ページ抜粋:
▬▬▬▬▬▬▬▬▬▬
ペストワールド2008:ワシントン大会から②

鵬図商事株式会社 顧問 岩本龍彦

インタナショナルメンバー向け1日ツアー


海外からNPMA大会に参戦した人たちに1日ツアーが用意された。アメリカのPMPはこんなサービスを提供していますよという、いわば先進の技術を見せてあげましょうという試みである。NPMA本部スタッフの一人、Entomologist(昆虫学者)のケーシーさん(Kathleen Heinsohn、Dr.)が案内する1日バス・ツアーである。9時にホテル前出発のバスに40人ほどが乗り込んだ。
 まず、地元のPCO2社、コナーズ・ペスト・プロテクション(Comer’s Pest Protection))社とウエスタン・ペスト・サービス(Western Pest Service)社を訪問のあと、この8月に新築のNPMA本部でランチ休憩をとる。ホテルへの帰途に、The Pentagon(バージニア州にあるアメリカ国防総省ペンタゴン)近くのペンタゴン・モールの傍らを通るので、寄り道してお買い物という盛り沢山の内容だ。
 コナーズは、現社長の娘がケーシーさんの友達。ウエスタンの方は、彼女が以前に働いていた会社だったという。前者がコンピューター・ディペント(デジタル)の、後者は典型的なマニュアル(アナログ)な会社というところにも選定の妙がある。
 両社ともに、社長や責任者が会社概要を説明した後、カンパニーツアー(社内見学)では担当者が自席で自分の仕事をプレゼンする。アメリカ的なやり方に好感が持てる。

コナーズ社

 最初の訪問先、バージニア州スプリングフィールドにあるコナーズペスト・プロテクションには9時30分に到着。社屋に入るとき、ひとり一人に本日のプログラムが渡された。かぜか、赤や黄色と、いろいろな色の色紙にコピーされている。
 会議室に皆さんが着席すると社長のエド・コナーズさんが登場。歓迎の挨拶。コナーズは父親が創業した。今はテクニシャン18人の会社。後刻、ケーシーさんが会長さん(創業者)を「He is 86 years young!」と紹介し、片目をつぶって見せた。(本来、年齢をいうときはyears oldというべきところを、years youngと茶目っ気をだしたのだ)
 プログラムはトコジラミのThermal Heat Demo(トコジラミの熱処理デモンストレーション)、注文受け部門のやり方紹介、および建築物の湿気管理とくん蒸処理について、とある。カンパニーツアー(社内見学)が始まった。「ピンクの紙をもっている人こっちよ。青は二番目のグループです」。入り口で配られた色紙はグループ分けするためだった。
▬▬▬▬▬▬▬▬▬▬
提供資料:

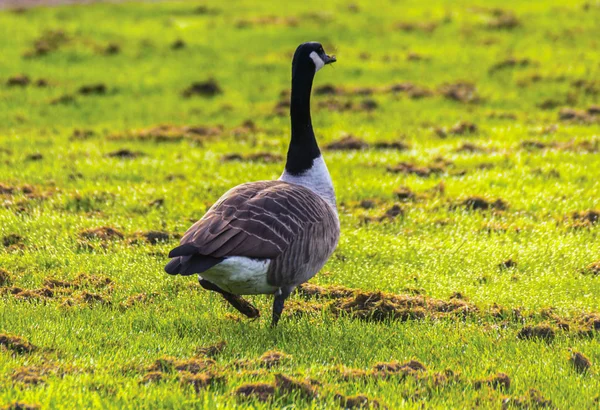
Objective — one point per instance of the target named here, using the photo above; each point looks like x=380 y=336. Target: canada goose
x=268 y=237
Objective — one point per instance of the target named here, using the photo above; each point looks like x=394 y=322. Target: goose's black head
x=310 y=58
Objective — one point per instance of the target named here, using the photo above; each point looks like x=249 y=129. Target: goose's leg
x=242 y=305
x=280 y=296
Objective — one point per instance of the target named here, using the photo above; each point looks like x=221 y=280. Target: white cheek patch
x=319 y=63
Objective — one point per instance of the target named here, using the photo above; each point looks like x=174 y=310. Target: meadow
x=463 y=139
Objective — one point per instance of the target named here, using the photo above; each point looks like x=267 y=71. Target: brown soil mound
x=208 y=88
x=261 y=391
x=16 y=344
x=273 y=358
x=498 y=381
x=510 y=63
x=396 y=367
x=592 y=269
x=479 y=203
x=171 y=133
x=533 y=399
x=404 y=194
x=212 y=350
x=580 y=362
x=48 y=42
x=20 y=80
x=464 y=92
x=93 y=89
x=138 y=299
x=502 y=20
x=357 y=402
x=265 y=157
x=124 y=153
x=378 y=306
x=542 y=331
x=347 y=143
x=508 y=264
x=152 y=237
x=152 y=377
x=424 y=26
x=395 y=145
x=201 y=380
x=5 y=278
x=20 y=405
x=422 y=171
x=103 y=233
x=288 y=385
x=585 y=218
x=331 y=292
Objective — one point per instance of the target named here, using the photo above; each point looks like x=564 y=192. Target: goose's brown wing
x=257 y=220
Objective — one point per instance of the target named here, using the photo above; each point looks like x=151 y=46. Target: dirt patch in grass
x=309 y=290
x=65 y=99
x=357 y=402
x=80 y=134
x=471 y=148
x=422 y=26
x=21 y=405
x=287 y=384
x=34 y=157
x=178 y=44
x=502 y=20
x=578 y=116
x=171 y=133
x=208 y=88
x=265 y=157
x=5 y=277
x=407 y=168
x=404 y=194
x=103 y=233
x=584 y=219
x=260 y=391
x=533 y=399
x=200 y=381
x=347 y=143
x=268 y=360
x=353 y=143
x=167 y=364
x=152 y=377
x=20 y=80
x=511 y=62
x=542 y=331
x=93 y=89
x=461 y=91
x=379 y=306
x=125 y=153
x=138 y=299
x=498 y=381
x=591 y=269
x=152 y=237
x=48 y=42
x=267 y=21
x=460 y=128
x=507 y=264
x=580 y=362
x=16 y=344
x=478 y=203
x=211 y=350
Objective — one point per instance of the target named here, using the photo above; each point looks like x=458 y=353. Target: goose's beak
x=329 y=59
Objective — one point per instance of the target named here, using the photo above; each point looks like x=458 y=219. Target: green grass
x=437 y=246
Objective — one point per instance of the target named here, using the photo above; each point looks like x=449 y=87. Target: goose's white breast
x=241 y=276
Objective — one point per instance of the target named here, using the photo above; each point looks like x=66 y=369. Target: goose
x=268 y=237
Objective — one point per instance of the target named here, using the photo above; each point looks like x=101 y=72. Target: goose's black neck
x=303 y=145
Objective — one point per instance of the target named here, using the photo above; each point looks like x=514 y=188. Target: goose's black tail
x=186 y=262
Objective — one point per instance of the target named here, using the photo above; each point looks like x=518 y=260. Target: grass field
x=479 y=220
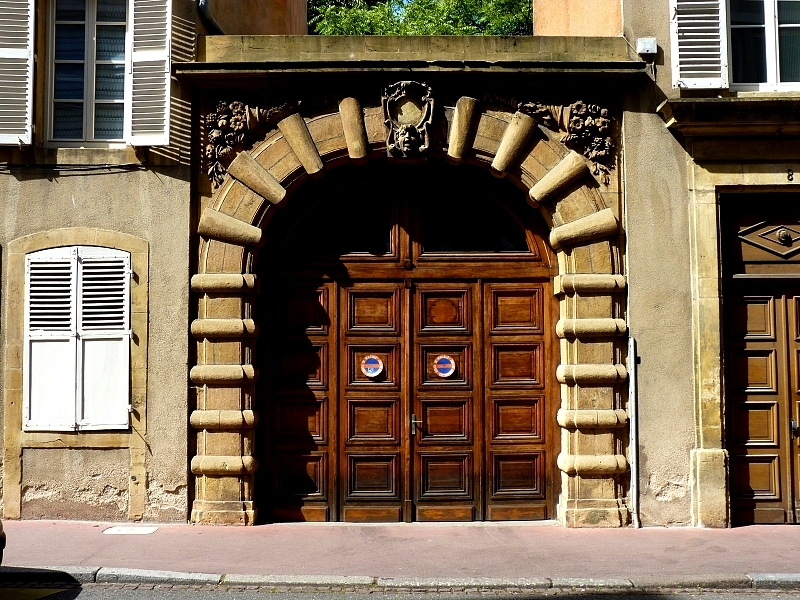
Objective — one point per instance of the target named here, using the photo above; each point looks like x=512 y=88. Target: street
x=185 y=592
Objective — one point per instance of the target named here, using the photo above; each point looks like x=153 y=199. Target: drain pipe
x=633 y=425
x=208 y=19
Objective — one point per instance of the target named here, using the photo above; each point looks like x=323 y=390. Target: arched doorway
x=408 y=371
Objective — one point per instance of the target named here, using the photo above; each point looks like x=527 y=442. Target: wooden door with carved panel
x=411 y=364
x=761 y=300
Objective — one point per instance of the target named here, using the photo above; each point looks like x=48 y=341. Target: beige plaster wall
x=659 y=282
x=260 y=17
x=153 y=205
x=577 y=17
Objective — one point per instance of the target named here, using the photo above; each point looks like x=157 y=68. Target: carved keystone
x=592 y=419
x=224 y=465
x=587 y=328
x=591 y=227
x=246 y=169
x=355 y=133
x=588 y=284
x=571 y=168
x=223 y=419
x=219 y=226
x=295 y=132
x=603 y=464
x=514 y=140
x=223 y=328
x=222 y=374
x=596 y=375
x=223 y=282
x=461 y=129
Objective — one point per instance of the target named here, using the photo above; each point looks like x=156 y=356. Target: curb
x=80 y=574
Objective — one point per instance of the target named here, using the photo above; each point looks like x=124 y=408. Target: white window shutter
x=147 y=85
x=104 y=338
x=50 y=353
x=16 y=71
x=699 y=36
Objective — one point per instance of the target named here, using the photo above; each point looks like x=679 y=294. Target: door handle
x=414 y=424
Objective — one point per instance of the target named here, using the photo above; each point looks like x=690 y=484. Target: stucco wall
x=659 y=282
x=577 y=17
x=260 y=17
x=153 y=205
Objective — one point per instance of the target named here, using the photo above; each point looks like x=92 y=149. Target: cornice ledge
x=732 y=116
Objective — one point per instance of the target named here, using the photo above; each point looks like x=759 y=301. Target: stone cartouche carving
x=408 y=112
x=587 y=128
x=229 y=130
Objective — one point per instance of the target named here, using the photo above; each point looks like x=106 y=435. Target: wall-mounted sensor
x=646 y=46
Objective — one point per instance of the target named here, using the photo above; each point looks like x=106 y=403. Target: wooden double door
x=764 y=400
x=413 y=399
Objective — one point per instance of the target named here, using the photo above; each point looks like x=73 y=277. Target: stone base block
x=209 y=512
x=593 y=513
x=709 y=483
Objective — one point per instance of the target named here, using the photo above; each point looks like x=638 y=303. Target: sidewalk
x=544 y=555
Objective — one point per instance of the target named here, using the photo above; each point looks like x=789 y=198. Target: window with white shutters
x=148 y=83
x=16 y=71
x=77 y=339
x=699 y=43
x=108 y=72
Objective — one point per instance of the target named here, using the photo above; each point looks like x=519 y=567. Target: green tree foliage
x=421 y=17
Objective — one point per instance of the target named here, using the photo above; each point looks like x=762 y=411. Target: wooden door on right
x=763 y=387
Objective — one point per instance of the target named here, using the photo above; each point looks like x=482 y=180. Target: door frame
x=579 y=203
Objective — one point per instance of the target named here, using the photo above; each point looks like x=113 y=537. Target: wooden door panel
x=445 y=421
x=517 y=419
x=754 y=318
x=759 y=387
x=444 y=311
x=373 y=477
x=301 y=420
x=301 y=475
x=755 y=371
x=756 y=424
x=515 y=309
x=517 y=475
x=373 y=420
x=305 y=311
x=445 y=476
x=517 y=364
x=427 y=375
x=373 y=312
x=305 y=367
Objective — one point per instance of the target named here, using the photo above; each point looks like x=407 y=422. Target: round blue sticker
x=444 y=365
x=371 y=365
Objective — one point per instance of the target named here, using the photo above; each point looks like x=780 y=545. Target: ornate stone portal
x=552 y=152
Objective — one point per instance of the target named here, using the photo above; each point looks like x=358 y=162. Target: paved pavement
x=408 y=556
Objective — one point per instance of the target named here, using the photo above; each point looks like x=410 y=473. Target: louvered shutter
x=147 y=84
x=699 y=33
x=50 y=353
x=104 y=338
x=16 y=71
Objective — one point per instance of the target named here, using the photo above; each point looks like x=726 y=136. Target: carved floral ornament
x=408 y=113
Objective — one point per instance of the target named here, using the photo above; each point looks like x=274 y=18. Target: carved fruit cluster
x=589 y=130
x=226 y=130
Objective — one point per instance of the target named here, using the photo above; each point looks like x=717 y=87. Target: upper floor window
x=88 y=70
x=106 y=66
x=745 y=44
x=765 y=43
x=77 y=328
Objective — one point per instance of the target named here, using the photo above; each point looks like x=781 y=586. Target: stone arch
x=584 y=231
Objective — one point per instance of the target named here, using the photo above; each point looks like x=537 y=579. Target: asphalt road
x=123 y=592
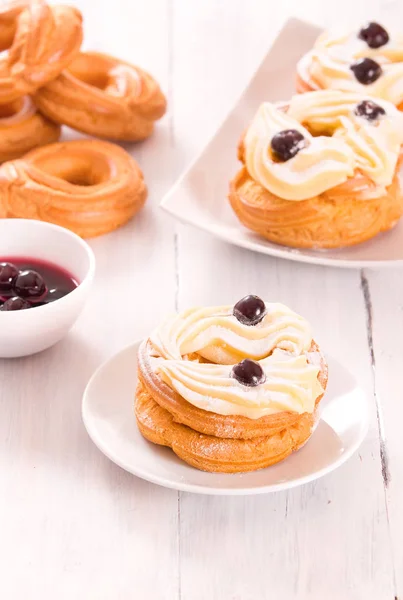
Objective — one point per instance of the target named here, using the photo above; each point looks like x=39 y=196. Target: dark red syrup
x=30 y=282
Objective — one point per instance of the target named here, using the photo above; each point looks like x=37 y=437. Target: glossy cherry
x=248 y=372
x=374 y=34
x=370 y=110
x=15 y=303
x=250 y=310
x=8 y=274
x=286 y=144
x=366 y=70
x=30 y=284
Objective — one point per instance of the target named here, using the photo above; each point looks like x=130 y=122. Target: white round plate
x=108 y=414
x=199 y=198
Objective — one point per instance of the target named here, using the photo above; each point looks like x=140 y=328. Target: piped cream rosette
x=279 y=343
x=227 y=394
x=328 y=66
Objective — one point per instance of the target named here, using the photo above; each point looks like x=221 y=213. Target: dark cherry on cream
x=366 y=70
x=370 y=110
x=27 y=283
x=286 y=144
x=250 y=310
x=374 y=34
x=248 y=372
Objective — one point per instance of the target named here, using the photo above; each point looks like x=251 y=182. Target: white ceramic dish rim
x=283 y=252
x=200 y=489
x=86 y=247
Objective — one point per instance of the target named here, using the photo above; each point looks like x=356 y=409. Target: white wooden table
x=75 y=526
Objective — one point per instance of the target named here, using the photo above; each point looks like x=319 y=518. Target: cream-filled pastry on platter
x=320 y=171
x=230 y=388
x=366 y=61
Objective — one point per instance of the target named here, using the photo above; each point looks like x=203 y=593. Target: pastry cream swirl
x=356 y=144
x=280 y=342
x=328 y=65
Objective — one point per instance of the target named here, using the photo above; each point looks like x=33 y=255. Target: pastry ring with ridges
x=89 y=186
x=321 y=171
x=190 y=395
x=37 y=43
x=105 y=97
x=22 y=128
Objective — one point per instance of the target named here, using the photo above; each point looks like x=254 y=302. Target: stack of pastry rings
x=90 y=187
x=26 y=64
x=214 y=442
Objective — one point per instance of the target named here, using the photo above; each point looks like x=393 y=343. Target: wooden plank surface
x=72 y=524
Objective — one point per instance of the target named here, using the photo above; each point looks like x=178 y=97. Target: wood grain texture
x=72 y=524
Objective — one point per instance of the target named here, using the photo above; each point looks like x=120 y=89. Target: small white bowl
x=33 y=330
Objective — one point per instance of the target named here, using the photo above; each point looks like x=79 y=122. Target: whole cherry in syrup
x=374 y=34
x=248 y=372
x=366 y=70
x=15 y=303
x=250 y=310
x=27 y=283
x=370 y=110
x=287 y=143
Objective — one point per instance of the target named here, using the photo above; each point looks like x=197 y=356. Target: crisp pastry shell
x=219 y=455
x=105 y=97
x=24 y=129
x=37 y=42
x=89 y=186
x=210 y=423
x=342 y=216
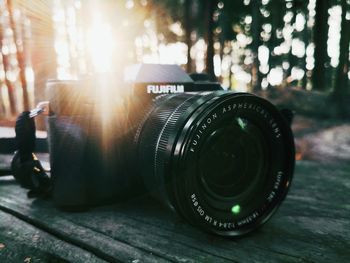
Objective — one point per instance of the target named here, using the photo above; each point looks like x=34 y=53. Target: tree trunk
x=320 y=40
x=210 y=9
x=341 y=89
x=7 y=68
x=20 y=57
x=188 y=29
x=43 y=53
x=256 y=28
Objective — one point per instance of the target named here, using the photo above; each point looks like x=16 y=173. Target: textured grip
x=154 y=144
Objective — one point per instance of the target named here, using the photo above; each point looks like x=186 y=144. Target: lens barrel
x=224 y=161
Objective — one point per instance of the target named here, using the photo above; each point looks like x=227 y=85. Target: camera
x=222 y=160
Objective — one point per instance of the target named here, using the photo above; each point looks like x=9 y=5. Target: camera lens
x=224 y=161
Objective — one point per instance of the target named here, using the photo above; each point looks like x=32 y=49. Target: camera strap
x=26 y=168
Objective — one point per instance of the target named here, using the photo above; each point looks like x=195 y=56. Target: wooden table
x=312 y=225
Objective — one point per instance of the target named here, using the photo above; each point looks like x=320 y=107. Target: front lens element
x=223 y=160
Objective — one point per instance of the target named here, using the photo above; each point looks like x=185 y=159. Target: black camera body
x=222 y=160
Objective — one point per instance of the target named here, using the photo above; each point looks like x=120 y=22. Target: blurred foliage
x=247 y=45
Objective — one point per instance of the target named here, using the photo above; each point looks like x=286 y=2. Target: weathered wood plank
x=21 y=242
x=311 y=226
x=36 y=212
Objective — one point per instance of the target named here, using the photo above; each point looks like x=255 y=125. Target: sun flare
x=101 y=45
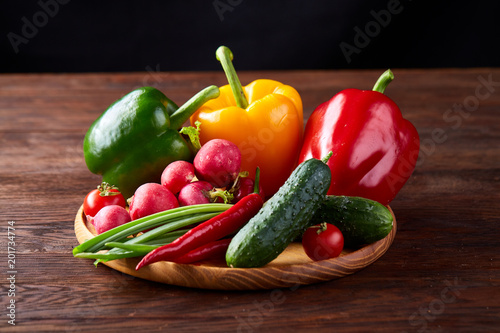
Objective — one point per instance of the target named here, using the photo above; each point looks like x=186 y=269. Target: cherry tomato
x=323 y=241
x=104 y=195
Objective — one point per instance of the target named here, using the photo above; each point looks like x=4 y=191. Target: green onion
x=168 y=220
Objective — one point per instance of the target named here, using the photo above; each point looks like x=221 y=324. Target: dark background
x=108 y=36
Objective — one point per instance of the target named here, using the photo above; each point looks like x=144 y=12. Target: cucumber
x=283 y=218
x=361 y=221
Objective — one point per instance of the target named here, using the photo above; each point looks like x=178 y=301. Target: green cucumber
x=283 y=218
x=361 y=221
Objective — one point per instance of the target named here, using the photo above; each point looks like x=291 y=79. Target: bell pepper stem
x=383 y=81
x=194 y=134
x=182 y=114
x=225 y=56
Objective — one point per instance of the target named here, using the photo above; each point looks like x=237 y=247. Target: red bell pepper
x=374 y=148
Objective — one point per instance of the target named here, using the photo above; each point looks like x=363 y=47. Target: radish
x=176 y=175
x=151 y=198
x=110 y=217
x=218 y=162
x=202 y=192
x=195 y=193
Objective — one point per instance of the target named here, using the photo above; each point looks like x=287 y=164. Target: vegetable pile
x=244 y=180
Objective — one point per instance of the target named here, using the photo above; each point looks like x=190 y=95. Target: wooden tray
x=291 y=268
▬▬▬▬▬▬▬▬▬▬
短い課題 1:
1日ツアーの記事について、次の問いに答えてください。
(a) バスは何時にホテル前を出発し、何人ほどが乗り込んだか。
(b) コナーズ社は今、テクニシャン何人の会社か。
(c) 入り口で配られた色紙は何のためだったか。
短い課題 2: 1日ツアーの記事の「まず、地元のPCO2社」で始まる段落を、主な事実を残して箇条書きに書き直してください。

解答全文 1:
(a) 9時に出発し、40人ほどが乗り込んだ。
(b) 18人。
(c) グループ分けをするため。

解答全文 2:
・地元のPCO2社、コナーズ・ペスト・プロテクション社とウエスタン・ペスト・サービス社を訪問
・この8月に新築されたNPMA本部でランチ休憩
・ホテルへの帰途、ペンタゴン近くのペンタゴン・モールに寄り道して買い物